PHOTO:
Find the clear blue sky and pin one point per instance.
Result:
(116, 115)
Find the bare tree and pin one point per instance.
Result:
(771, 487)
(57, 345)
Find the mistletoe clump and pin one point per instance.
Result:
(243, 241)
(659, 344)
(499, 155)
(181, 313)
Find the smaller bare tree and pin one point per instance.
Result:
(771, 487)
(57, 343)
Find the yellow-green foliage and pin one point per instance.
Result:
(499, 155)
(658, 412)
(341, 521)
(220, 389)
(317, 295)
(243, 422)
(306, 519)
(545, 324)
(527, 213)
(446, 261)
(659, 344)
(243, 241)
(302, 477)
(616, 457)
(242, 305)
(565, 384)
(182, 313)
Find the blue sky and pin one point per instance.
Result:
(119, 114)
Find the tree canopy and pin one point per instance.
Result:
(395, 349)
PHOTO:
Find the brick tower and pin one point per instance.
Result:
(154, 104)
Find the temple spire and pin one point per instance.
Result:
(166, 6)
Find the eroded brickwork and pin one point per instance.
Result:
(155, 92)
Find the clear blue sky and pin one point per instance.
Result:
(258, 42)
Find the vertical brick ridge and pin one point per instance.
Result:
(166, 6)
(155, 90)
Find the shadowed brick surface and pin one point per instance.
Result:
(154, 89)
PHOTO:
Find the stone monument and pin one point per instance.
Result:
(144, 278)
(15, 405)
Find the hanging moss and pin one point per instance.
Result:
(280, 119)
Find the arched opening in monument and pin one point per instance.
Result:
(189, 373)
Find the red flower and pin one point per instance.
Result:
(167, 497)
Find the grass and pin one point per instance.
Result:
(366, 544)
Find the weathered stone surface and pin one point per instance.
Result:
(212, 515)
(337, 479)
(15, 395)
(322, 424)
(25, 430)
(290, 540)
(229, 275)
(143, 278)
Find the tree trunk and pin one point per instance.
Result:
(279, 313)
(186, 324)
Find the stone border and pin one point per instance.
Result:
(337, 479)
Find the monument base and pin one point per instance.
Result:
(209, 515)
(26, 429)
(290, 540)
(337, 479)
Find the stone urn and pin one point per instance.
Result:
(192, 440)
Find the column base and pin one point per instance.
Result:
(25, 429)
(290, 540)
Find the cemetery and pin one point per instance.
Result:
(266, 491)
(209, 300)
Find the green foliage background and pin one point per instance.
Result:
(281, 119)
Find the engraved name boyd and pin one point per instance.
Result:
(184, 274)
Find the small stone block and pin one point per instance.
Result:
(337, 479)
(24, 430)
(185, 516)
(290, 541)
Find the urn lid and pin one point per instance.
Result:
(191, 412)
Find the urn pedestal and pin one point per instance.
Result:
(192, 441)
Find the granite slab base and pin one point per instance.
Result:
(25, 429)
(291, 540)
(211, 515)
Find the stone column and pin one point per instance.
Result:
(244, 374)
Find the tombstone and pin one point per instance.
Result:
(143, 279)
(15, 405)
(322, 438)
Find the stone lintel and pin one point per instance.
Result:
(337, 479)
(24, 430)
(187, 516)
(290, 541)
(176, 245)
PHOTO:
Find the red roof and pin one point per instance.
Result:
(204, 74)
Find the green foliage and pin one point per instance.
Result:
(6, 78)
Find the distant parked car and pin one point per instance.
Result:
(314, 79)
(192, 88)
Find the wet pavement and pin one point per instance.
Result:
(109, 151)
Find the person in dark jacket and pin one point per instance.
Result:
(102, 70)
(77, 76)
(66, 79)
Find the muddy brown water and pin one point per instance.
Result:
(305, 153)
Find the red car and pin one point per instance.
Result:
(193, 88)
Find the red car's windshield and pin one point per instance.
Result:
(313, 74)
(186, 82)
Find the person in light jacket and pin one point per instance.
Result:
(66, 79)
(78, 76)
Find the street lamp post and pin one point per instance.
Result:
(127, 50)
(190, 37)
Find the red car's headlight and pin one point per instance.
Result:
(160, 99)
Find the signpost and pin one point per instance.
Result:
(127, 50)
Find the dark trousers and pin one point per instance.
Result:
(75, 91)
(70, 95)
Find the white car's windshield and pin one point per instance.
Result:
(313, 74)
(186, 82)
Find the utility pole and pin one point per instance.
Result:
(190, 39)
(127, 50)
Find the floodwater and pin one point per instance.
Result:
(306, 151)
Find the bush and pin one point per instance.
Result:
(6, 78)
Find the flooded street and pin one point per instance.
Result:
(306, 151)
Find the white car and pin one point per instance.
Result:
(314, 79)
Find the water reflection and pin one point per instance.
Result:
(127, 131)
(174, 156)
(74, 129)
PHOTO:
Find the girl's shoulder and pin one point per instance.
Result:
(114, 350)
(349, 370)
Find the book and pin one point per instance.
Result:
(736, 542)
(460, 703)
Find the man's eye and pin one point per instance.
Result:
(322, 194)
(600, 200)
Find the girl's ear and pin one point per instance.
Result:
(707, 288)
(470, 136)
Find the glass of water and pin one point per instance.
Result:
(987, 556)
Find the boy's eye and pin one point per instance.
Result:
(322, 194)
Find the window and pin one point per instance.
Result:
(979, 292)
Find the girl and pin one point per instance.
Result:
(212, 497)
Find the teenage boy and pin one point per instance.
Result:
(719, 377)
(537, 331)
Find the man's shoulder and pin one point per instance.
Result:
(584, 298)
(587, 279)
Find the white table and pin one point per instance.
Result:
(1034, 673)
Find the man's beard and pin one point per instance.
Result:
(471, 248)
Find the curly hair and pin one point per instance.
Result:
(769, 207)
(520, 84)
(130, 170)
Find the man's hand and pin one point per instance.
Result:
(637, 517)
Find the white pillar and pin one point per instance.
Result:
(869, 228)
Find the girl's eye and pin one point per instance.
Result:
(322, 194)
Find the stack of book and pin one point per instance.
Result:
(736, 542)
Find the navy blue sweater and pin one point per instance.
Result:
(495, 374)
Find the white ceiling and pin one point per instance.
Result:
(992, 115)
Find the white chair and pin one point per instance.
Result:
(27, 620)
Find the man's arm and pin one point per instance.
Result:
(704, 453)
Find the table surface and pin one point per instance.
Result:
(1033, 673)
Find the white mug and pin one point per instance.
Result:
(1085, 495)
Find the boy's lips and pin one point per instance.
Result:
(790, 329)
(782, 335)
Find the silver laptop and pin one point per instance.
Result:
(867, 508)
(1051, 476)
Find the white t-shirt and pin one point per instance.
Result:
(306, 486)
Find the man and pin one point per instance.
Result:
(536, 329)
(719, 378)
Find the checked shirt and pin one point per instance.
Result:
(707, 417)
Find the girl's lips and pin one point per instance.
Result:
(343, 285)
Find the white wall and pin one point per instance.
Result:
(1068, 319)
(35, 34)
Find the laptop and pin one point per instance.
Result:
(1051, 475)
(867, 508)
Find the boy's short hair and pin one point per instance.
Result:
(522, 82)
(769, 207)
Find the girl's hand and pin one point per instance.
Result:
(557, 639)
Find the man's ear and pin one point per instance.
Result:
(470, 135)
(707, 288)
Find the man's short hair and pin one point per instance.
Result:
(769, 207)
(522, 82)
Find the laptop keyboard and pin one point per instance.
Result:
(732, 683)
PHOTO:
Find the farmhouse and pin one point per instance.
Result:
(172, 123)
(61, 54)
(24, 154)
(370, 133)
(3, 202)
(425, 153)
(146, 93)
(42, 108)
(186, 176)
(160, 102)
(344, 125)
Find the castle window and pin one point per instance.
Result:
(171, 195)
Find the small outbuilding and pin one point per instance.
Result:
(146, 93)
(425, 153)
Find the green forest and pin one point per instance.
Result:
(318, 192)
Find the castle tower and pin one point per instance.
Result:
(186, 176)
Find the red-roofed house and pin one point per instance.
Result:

What the task requires
Where a line of the data above includes the string "bare", pull it out.

Answer box
Find the bare tree and pin one point per instance.
Find the smaller bare tree and pin one point per instance.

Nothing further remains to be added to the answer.